DATASET RECORDS —
------------
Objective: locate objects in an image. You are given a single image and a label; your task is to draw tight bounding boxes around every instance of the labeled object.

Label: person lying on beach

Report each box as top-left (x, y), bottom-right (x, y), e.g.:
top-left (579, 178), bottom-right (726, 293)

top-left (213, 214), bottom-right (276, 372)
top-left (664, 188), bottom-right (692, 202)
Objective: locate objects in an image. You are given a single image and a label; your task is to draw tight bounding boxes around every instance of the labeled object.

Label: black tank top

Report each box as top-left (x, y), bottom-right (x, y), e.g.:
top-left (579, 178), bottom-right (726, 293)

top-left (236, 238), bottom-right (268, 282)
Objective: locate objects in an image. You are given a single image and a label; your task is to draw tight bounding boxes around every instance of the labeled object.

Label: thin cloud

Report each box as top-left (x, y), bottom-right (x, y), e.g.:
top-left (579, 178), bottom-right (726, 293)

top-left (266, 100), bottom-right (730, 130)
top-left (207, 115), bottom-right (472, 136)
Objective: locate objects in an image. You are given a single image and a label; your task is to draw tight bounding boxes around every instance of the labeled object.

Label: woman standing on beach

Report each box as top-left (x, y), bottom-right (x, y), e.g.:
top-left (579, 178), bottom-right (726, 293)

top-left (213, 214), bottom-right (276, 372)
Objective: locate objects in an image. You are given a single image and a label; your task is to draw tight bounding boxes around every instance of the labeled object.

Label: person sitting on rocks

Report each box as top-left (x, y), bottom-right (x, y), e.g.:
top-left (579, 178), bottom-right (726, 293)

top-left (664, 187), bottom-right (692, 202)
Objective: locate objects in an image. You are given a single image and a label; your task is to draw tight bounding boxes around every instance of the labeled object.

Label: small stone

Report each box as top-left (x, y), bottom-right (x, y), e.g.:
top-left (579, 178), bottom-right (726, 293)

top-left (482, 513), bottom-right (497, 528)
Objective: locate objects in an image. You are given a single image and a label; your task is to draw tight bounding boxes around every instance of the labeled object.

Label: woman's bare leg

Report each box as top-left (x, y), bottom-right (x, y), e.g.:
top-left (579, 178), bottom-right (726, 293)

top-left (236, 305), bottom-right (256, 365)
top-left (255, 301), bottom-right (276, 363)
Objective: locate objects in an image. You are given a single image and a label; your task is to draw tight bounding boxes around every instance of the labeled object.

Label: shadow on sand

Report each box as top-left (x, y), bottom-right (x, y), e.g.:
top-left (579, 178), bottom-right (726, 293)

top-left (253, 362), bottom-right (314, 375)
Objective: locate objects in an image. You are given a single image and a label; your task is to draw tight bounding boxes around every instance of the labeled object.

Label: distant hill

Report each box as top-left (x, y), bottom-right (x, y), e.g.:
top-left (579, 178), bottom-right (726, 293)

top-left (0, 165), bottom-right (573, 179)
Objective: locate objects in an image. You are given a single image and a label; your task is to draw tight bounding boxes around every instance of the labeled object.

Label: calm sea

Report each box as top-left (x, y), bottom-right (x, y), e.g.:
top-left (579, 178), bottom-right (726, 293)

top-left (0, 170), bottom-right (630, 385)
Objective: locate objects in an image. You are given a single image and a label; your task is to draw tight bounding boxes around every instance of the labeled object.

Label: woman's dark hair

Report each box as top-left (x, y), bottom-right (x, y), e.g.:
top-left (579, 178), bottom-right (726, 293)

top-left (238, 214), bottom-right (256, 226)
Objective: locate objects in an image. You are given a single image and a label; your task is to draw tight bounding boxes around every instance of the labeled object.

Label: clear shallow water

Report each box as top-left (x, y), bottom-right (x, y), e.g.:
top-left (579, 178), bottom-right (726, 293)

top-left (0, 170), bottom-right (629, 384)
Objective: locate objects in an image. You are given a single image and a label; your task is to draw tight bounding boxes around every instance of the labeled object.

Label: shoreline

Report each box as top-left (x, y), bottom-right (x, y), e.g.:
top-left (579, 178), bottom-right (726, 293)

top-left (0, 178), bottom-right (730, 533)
------------
WHAT IS BEING ASKED — Pull out every line in the items above that contains the word "woman", treating uppercase and lowercase as different.

FINISHED ANSWER —
Label: woman standing on beach
Label: woman's bare leg
Label: woman's dark hair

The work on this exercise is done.